* **Actions to take**
A) Answer these questions from the rapeseed meal article:
(i) What price was fixed for Japan's rapeseed meal for the October-December quarter?
(ii) By how much had the going rate for soybean meal on the Chicago Mercantile Exchange fallen between the end of June and the end of September?
(iii) Which byproduct did China ban importing from the U.S., besides partially suspending American corn imports?
B) Carry on the article about Japanese rapeseed meal prices after its final sentence.

== Page text

Japan rapeseed meal prices swayed by Chinese policy

TOKYO -- Sharp declines in Japanese rapeseed meal prices have been pinned on supply trends in North America and fluctuations in the value of soybean meal. Another factor has come to the fore: a Chinese clampdown on U.S. corn, which has shaken up the global feed business.   

     Rapeseed is processed for oil, with meal emerging as a byproduct. In late September, Japan's rapeseed meal price for the October-December quarter was fixed at 41,300 yen ($379) per ton, down 9,000 yen, or 18%, on the quarter. 

     The price is determined in part by the cost of soybean meal, since both are used as livestock feed. At the end of September, the going rate for soybean meal on the Chicago Mercantile Exchange was down more than 30% from the end of June.

     Yet industry insiders see another product swaying Japan's rapeseed meal market. A representative of Nisshin Oillio Group, the nation's leading manufacturer of edible oils and a seller of rapeseed meal, pointed to distiller's dried grains with solubles, or DDGS, a byproduct of ethanol production from corn. This is where China comes in.

     In July, it came to light that, since last October, Beijing had partially suspended imports of American corn. Chinese authorities had apparently detected genetically modified corn that is unauthorized in the country. China banned imports of DDGS from the U.S. as well. The byproduct has flowed into Japan instead, providing an alternative to rapeseed meal.

====
== Provided information

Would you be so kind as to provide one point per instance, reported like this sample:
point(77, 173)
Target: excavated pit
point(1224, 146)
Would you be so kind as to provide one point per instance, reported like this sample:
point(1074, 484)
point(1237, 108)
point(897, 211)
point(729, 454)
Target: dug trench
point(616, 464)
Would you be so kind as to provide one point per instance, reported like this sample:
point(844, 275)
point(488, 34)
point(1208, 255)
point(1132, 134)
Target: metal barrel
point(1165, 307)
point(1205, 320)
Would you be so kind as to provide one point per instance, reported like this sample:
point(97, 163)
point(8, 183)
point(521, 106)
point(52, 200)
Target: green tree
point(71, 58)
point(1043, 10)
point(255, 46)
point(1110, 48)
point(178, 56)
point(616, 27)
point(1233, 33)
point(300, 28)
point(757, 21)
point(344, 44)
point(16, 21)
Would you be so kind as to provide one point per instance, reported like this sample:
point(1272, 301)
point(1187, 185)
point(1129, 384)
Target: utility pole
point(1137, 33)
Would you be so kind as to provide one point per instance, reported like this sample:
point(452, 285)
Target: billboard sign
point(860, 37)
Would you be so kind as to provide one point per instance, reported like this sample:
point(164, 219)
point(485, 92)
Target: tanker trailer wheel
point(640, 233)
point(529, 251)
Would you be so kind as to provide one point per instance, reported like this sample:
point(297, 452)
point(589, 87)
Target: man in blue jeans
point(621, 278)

====

* **Numbered answers**
A)
(i) 41,300 yen ($379) per ton
(ii) More than 30%
(iii) Distiller's dried grains with solubles (DDGS)

B)
     According to CHS -- a company owned by farmers, ranchers and cooperatives across the U.S. -- China imported 34% of the DDGS exported from the U.S. in the crop year that began in September 2012 and ended in August 2013. That made China the world's biggest importer of the stuff. The ban has thrown off the supply-demand balance, pushing down DDGS prices worldwide.

     When rapeseed is processed, 30% of the output is oil; the rest is meal. Declines in rapeseed meal prices weigh on oil refiners, though some are taking steps to mitigate the impact.

     J-Oil Mills, a major Japanese cooking oil producer, said Oct. 3 that it will build a new plant in Kurashiki, Okayama Prefecture. The facility will be adjacent to a feed mill operated under the National Federation of Agricultural Cooperative Associations, known as Zen-Noh. J-Oil Mills intends to work with the feed manufacturer to sell its meal byproduct more efficiently.